What you have to do: Convert every line of the material below into a numbered list, one item per line, omitting blank lines and any image.

The records:
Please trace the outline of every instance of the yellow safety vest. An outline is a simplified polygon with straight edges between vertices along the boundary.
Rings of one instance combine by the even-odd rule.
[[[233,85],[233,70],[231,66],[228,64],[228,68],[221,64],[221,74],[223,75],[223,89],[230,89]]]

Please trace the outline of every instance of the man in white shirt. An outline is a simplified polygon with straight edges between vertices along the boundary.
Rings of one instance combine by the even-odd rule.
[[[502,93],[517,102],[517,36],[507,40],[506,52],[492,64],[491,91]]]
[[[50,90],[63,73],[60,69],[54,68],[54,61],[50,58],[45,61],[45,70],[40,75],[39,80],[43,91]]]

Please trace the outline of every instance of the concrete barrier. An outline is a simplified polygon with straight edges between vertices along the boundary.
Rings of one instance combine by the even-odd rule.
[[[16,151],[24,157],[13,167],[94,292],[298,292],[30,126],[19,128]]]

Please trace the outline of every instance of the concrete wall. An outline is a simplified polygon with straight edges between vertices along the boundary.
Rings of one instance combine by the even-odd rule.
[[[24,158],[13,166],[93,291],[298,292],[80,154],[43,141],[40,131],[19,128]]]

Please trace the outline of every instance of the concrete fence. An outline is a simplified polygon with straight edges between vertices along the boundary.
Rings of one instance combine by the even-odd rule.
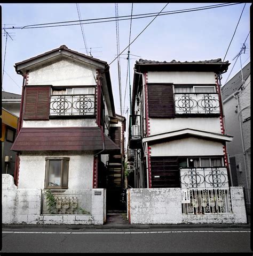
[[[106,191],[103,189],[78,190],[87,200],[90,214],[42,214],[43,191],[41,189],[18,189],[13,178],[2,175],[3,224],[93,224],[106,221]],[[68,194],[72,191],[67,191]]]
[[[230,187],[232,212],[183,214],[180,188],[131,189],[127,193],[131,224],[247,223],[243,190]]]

Answer for this exercise:
1. Please trace the outline of every instance of the yellow safety vest. An outline is a simplified polygon with straight edges between vertices along the boundary.
2. Rings of one instance combine by the even-odd rule.
3. [[[233,85],[233,70],[231,66],[228,64],[228,68],[221,64],[221,74],[223,75],[223,89],[230,89]]]
4. Please trace the outline of every instance of the man in white shirt. An outline is a simplified polygon with straight edges between vertices along the boundary.
5. Rings of one instance combine by the even-odd rule.
6. [[[502,93],[517,102],[517,36],[507,40],[506,52],[492,64],[491,91]]]
7. [[[50,90],[63,73],[60,69],[54,68],[54,61],[50,58],[45,61],[45,70],[40,75],[39,80],[43,91]]]
8. Please trace the outline of every instance of the concrete barrier. An outline is a simplified polygon with straight edges between vertices along the boundary.
9. Rings of one instance combine by the even-odd rule.
10. [[[16,151],[24,157],[13,167],[94,292],[298,292],[30,126],[19,128]]]
11. Please trace the outline of every instance of the concrete wall. An outline is a simplified polygon with straight edges between vertices along the boundary.
12. Rings of one instance combine by the even-odd rule.
13. [[[24,158],[13,166],[93,291],[298,292],[80,154],[43,141],[40,131],[19,128]]]
14. Please trace the outline of every instance of the concrete fence. An outline is a simplified polygon with straight edges between vertices along the boundary.
15. Rings of one instance combine by the even-odd rule.
16. [[[106,191],[103,189],[78,190],[87,200],[90,214],[42,214],[43,191],[41,189],[18,189],[13,178],[2,175],[3,224],[93,224],[106,221]],[[68,194],[72,191],[67,191]]]
17. [[[230,187],[232,212],[183,214],[180,188],[131,189],[127,193],[131,224],[247,223],[243,190]]]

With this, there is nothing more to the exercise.